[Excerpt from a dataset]
━━━━━━━━━━━━━━━━━━━━━━━━━━━━━━

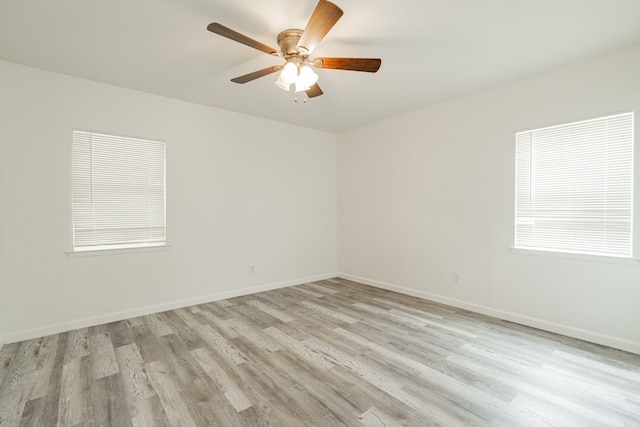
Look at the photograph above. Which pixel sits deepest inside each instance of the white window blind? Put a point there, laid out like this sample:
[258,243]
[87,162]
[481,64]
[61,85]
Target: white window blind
[574,187]
[118,190]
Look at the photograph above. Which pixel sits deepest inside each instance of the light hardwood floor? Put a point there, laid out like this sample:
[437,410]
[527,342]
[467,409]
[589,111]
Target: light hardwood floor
[329,353]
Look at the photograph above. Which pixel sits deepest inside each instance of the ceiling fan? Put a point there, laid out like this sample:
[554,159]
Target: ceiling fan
[295,47]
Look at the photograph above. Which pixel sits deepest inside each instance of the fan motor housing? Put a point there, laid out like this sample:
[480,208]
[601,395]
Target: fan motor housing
[288,41]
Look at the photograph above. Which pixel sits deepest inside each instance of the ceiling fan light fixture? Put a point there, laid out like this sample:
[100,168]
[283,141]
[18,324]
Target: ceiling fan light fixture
[289,73]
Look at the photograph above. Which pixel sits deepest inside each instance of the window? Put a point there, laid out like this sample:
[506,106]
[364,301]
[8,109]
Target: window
[118,191]
[574,187]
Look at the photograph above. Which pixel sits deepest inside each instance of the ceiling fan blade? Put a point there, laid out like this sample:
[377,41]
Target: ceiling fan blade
[314,91]
[256,74]
[369,65]
[324,17]
[220,29]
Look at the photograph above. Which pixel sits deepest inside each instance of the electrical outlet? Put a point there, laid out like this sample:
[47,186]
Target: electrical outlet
[455,278]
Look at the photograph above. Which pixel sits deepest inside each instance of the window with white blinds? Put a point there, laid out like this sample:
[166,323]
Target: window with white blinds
[574,187]
[118,191]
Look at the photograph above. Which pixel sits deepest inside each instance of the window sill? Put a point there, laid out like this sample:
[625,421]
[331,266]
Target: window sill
[578,257]
[117,251]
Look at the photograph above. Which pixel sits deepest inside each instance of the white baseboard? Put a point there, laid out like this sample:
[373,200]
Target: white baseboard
[583,334]
[142,311]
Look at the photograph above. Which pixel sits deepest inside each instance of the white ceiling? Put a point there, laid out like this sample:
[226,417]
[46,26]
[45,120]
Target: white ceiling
[431,50]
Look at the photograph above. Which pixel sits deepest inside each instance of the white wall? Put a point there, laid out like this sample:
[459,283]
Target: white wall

━━━━━━━━━━━━━━━━━━━━━━━━━━━━━━

**Short problem**. Update the entries above by changing "photograph" to "image" wherever it occurs, keeping every other line as it stands. Leave the pictures out of your answer.

**Response to this exercise**.
Look at the image above. Which pixel sits deepest inside each instance of the white window blind? Put a point there, laid out like this sample:
[258,243]
[87,162]
[481,64]
[61,85]
Target: white window blind
[574,187]
[118,190]
Look at the image above. Which pixel sits deepest inside each instance of the light hardwood floor? Put a point there, laid out like this sample:
[437,410]
[527,342]
[467,409]
[589,111]
Target: light hardwood floor
[329,353]
Look at the image above. Which pixel sits deepest inside each instance of the ceiling fan? Put a point there, laid out like this sample:
[554,159]
Target: ceiling fan
[295,47]
Look at the image above. Which pixel sits deepest inside each instance of the fan motor housing? Put a point there, laid out like this sample:
[480,208]
[601,395]
Target: fan motor housing
[288,41]
Look at the image above. Which pixel sits deepest inside each instance of the ceiling fan light fixture? Put a point there, laid out like this sample:
[100,168]
[283,141]
[18,324]
Target: ceiling fan light fixture
[289,73]
Look at the image above. Which pixel sits deepest inside each instance of the window? Put a point there, laid out like this sample:
[506,106]
[364,301]
[8,109]
Target: window
[118,191]
[574,187]
Look at the image above. Which pixel sits deepest inside each instance of the ceiling fan blade? Put a point there, laid out like this sample:
[377,41]
Target: ceiling fan blade
[314,91]
[256,74]
[369,65]
[324,17]
[220,29]
Look at the image above. Which pixel sits deepest inside each instance of the electrical outlet? Put a point there, laid out like this sample:
[47,186]
Target: electrical outlet
[455,278]
Look at the image above. Which pixel sits deepest inside each instance of the window with white blinds? Put a point there, laid out like this sample:
[166,323]
Target: window with white blinds
[574,187]
[118,191]
Look at the image above. Which pixel sits deepest inside each instance of the window sill? Put a point there, laid out like this sample:
[625,421]
[331,266]
Target: window sill
[578,257]
[117,251]
Look at the image above. Which pixel sits deepest inside each instance of the white baseboard? Put a point there, laid out like this sample:
[373,200]
Target: white baseboard
[583,334]
[142,311]
Look at the image above. Which pixel sits deepest inside each instance of the white ceiling? Put a point there, laid out like this sample:
[226,417]
[46,26]
[45,120]
Target: white ceiling
[431,50]
Look at the image above. Which pixel sits deepest inside each instance of the white wall? Put a point there, laid out like this sample:
[459,283]
Target: white wall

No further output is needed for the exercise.